What this task involves
From the wellhead passage below, write out word for word the stretch that starts at "A surface annulus" and stops after "ram preventer 226.".

A wellhead assembly 220 is disposed above wellbore 204. In the illustrated example, wellhead assembly 220 includes a stack of blowout preventers (an annular preventer 222, a blind ram preventer 224, and a pipe ram preventer 226 (one or more) and/or a shear ram preventer) and a bell nipple 228 attached to the top of the stack of blowout preventers—the exact configuration of the stack of blowout preventers are merely for illustrative purposes. Bell nipple 228 is a large diameter pipe with a side outlet 232.
The components of wellhead assembly 220 have bores that are aligned with wellbore 204, which allows drill string 200 to extend through wellhead assembly 220 into wellbore 204. A well annulus 236 is formed between drill string 200 and wellbore 204. In general, the wellbore may have inside it a first pipe component with a pipe external diameter smaller than a wellbore internal diameter of the wellbore thereby forming an annular space between the pipe external diameter and the wellbore internal diameter. A well system may include additional pipes deployed substantially concentrically within each other. For example, a second pipe component with a second external diameter that is smaller than the first internal diameter of the first pipe component may be installed inside the first pipe component. The difference between the first internal diameter of the first pipe component and the second external diameter of the second pipe component is another example of an annular space or annular region.
A surface annulus 240 is formed between drill string 200 and wellhead assembly 220. Surface annulus 240 is in communication with well annulus 236. As a result, fluid (e.g., a drilling mud 704) in the well annulus 236 can rise up into surface annulus 240 and exit through side outlet 232 of bell nipple 228. A flow conduit with a side outlet for exit of fluid from surface annulus 240 may be at other positions in wellhead assembly 220, such as above the pipe ram preventer 226.
For the illustration shown in
During drilling, mud (e.g., the drilling mud 704) is pumped down drill string 200. The mud exits through nozzles in drill bit 212 into the bottom of wellbore 204 and then rises up well annulus 236. The hydrostatic pressure of the mud column in well annulus 236 needs to be controlled to prevent the well from kicking, either during drilling or when pulling a drill string out of the well. A well kick is forced fluid flow from a drilled formation into a wellbore due to the pressure found in the drilled formation being higher than the mud hydrostatic pressure acting on the wellbore. If the kick is not controlled, a blowout may occur.
While drill string 200 is in wellbore 204 such that well annulus 236 exists, the hydrostatic pressure that acts on the wellbore is the hydrostatic pressure of the mud column in well annulus 236. In general, hydrostatic pressure of a column of fluid is the product of the height of the column of fluid and the specific gravity of the fluid. Once a mud weight is selected, well control (control of the well) may generally involve controlling tool operations such as controlling mud circulation flowrate and mud density to maintain a certain level of mud (fluid level) in the well annulus 236. A well control system (e.g., well control system 700) may be used to control tool operations to manage the drilling operation and for control of the well. The well control system may be on the well surface (e.g., a well surface 702) and may be in communication with a level detection control system.

Supplied information

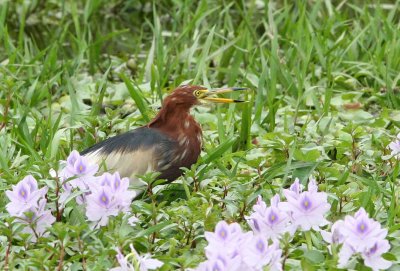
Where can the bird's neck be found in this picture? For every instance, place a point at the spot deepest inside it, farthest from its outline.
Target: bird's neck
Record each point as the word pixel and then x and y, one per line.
pixel 177 124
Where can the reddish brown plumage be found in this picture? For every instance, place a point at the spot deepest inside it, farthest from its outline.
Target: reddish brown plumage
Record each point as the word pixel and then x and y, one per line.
pixel 170 141
pixel 174 120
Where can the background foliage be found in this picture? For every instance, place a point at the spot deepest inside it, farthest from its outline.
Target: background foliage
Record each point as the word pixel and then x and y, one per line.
pixel 325 100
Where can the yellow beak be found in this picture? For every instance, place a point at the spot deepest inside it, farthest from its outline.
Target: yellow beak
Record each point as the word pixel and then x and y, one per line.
pixel 207 93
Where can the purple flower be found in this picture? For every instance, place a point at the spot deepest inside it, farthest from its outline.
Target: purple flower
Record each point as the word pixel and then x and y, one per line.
pixel 373 256
pixel 395 147
pixel 144 263
pixel 119 187
pixel 38 220
pixel 109 196
pixel 123 262
pixel 270 222
pixel 230 248
pixel 133 220
pixel 360 234
pixel 25 195
pixel 101 204
pixel 361 231
pixel 335 236
pixel 306 209
pixel 257 254
pixel 77 173
pixel 78 165
pixel 227 237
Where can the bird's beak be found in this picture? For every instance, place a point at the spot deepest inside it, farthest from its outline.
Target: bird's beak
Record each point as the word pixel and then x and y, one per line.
pixel 207 93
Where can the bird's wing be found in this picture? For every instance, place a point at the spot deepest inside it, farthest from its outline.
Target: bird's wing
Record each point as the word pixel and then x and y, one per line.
pixel 134 153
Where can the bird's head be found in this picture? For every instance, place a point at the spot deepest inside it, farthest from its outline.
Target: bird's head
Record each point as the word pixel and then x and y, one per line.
pixel 186 96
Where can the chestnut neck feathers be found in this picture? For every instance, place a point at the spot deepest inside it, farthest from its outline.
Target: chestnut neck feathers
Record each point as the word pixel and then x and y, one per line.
pixel 174 118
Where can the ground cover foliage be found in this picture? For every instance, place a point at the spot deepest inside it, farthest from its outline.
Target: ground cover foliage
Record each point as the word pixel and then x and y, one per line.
pixel 324 101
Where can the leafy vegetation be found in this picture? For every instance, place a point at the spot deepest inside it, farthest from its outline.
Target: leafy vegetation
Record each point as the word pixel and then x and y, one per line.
pixel 324 101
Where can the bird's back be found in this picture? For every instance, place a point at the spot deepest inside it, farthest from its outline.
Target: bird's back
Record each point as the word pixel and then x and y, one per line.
pixel 137 152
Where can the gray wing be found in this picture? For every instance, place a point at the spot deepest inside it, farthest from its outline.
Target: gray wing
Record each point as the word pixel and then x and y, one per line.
pixel 134 153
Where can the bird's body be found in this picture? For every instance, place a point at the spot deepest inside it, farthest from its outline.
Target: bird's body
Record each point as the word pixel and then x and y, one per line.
pixel 170 141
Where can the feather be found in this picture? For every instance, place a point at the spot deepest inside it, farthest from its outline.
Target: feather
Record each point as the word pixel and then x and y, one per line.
pixel 134 153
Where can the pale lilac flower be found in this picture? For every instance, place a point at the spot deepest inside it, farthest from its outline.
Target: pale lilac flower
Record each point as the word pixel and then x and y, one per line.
pixel 133 220
pixel 373 256
pixel 230 248
pixel 78 165
pixel 395 147
pixel 276 255
pixel 101 204
pixel 307 209
pixel 360 234
pixel 147 263
pixel 78 171
pixel 362 231
pixel 144 263
pixel 257 254
pixel 38 220
pixel 66 191
pixel 227 237
pixel 335 236
pixel 25 195
pixel 123 262
pixel 270 222
pixel 119 187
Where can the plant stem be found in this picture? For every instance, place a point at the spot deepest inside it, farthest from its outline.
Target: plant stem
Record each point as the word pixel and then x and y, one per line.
pixel 307 234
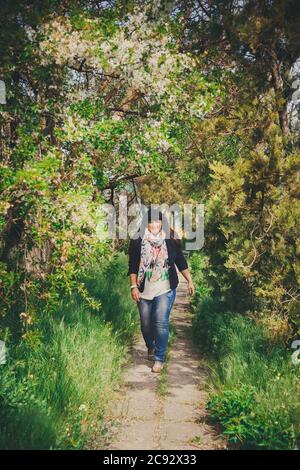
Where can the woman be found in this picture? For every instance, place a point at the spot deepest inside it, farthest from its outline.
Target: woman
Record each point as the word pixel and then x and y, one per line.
pixel 153 281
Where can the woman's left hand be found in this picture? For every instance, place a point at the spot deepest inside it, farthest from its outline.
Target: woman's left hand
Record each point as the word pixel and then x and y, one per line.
pixel 191 288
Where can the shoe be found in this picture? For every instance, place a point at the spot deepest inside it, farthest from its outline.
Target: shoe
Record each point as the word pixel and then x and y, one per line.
pixel 157 366
pixel 151 352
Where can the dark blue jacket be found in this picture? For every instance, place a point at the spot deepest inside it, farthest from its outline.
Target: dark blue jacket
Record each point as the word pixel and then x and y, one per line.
pixel 175 257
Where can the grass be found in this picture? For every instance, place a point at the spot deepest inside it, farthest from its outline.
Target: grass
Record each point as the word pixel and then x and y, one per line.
pixel 254 391
pixel 55 395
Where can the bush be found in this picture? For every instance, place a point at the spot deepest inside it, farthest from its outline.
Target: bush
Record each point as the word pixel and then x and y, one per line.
pixel 255 386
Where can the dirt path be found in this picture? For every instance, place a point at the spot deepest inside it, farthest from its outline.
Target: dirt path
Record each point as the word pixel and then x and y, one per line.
pixel 145 419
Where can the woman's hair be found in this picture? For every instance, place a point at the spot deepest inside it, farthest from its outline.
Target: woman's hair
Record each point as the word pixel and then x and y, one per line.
pixel 155 214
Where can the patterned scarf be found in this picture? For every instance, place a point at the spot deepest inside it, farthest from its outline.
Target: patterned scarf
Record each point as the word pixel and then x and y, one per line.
pixel 154 254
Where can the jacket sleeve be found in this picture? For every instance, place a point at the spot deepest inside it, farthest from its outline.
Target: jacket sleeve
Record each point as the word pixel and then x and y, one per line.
pixel 133 258
pixel 180 260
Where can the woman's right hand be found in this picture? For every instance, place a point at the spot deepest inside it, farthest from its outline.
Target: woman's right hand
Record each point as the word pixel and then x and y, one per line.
pixel 135 294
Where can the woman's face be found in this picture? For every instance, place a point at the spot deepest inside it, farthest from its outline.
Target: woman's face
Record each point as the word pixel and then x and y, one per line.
pixel 155 226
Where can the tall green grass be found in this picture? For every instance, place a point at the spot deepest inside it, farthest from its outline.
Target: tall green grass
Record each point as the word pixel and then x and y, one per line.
pixel 56 395
pixel 254 385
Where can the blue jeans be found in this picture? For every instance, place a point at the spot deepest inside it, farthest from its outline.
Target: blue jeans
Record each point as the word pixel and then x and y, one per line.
pixel 154 315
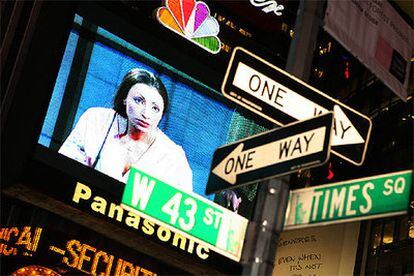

Correct response
A surface annulus 240 is formed between drill string 200 and wellhead assembly 220. Surface annulus 240 is in communication with well annulus 236. As a result, fluid (e.g., a drilling mud 704) in the well annulus 236 can rise up into surface annulus 240 and exit through side outlet 232 of bell nipple 228. A flow conduit with a side outlet for exit of fluid from surface annulus 240 may be at other positions in wellhead assembly 220, such as above the pipe ram preventer 226.